British journalist and broadcaster (born 1970)

Katherine Mary Razzall (born 31 October 1970) is an English journalist and television newsreader. She works for BBC News as its media editor and culture editor, having previously been a Newsnight reporter.

==Education and early life==
Razzall was born in Wandsworth, London, daughter of the British Liberal Democrat politician and parliamentarian Tim Razzall, Baron Razzall and his first wife, Elizabeth Christina (née Wilkinson); they separated when Katie was about three years old. She was privately educated at Westminster School and the University of Oxford where she studied philosophy and modern languages as an undergraduate student at Pembroke College, Oxford.

==Career==
Razzall started her career on an ITN traineeship before working for Channel 4 News as a reporter in 2000. After 14 years at Channel 4, Newsnight hired Razzall as a special correspondent in January 2014. In May 2019, Newsnight promoted Razzall to UK editor. She presented Newsnight while standing in for the programme's former main host Emily Maitlis in May 2020 during the scandal over Dominic Cummings. She continues to occasionally act as stand-in presenter on Newsnight.

On 29 July 2021, it was announced that in November of the same year, Razzall would take the place of BBC News' arts editor Will Gompertz in the new role of its culture editor. In January 2023, she succeeded Amol Rajan as the BBC's media editor, whilst retaining her role as the culture editor.

Razzall has for several years presented The Media Show on BBC Radio 4; since 2024 she has co-hosted the programme with Ros Atkins, the BBC's Analysis Editor.

===Controversies===
In 2016 Razzall interviewed Omar Badreddin, as part of BBC Newsnight's To Hell and Back: the story of a Syrian family given refuge in the UK which documented the family's 11-month journey from Syria to Newcastle upon Tyne, as part of the Syrian refugee resettlement programme. During the production, Badreddin – then aged 18 – was accused of sexually assaulting a 14-year old girl.

Entries pulled from a collection:
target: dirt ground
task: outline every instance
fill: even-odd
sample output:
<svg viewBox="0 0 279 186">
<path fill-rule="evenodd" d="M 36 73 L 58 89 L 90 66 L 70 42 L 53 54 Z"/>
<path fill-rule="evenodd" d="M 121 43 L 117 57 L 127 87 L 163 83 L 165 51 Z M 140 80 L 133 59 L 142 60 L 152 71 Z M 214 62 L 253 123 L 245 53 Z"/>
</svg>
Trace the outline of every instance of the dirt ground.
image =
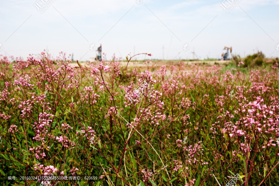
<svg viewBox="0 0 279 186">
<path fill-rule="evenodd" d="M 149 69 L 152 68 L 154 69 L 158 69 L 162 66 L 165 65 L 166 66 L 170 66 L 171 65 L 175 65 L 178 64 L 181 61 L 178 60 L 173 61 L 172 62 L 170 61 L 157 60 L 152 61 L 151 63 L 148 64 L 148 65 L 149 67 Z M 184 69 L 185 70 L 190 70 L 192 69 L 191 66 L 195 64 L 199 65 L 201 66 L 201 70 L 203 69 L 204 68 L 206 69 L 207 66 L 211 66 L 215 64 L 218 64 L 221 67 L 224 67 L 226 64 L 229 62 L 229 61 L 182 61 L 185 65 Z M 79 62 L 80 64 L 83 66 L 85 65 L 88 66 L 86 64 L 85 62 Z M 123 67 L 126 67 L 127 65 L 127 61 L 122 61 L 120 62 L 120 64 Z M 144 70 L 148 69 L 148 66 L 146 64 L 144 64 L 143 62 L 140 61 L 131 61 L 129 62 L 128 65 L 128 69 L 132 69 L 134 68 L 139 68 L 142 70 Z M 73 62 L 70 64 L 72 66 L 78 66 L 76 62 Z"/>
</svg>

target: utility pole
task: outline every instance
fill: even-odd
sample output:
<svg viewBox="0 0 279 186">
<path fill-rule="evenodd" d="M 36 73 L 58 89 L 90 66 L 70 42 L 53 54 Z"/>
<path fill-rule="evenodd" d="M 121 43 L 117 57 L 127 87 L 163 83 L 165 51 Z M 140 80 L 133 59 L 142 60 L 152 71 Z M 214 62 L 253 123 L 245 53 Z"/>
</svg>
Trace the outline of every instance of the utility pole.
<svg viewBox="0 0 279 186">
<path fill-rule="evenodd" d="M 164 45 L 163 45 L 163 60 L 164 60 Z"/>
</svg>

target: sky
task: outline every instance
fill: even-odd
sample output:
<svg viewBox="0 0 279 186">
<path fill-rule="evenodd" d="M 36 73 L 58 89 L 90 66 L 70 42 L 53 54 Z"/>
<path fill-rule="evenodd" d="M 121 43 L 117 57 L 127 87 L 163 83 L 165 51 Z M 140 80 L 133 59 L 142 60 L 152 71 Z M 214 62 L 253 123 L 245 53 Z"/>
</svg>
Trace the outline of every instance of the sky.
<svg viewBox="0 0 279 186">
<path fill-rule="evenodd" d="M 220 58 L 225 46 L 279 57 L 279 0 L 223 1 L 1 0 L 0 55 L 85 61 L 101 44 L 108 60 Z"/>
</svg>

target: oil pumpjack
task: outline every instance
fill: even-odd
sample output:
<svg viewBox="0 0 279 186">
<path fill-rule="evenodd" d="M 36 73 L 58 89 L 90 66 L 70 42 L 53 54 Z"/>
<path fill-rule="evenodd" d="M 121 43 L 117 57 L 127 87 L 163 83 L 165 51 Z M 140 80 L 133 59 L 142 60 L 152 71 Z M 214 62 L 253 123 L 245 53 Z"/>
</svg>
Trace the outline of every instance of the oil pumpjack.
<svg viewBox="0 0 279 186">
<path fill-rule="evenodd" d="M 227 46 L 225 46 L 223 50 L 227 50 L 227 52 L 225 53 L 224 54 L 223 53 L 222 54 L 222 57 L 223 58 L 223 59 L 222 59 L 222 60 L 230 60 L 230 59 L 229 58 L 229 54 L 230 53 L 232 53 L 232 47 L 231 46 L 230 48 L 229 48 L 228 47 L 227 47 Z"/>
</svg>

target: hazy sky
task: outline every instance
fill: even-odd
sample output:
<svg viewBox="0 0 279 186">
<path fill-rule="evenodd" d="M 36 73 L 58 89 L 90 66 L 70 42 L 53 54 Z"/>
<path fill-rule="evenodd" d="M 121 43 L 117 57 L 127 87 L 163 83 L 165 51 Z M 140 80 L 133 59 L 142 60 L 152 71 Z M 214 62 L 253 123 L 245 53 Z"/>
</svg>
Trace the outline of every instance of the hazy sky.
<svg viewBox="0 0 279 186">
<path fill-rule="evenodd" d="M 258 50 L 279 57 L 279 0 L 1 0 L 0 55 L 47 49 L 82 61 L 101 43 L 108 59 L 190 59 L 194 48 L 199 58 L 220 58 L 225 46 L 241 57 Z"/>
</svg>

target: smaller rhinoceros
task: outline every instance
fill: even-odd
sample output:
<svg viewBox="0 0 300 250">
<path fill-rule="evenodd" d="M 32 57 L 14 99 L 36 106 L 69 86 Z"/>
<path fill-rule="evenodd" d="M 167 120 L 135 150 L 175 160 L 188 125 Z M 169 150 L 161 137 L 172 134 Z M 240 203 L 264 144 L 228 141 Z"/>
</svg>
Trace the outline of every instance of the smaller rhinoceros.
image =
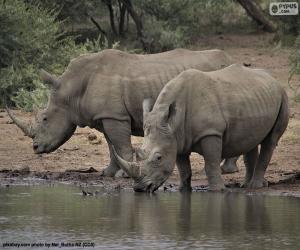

Explore the material:
- 1) For each statement, say yes or no to whether the Razzall passage supports it, and quote the exact words that decide it. (a) Razzall worked at Channel 4 for 14 years before Newsnight hired her. (b) She gave up her culture editor role when she became the BBC's media editor. (c) She studied history at Pembroke College, Oxford.
- 2) From the Razzall passage, extract word for word the part starting at "On 29 July 2021, it" and ending at "the culture editor.".
You don't need the listing for any of this.

Per-task outputs:
- 1)
(a) Yes: "After 14 years at Channel 4, Newsnight hired Razzall as a special correspondent in January 2014."
(b) No: "whilst retaining her role as the culture editor."
(c) No: "where she studied philosophy and modern languages as an undergraduate student at Pembroke College, Oxford."

- 2)
On 29 July 2021, it was announced that in November of the same year, Razzall would take the place of BBC News' arts editor Will Gompertz in the new role of its culture editor. In January 2023, she succeeded Amol Rajan as the BBC's media editor, whilst retaining her role as the culture editor.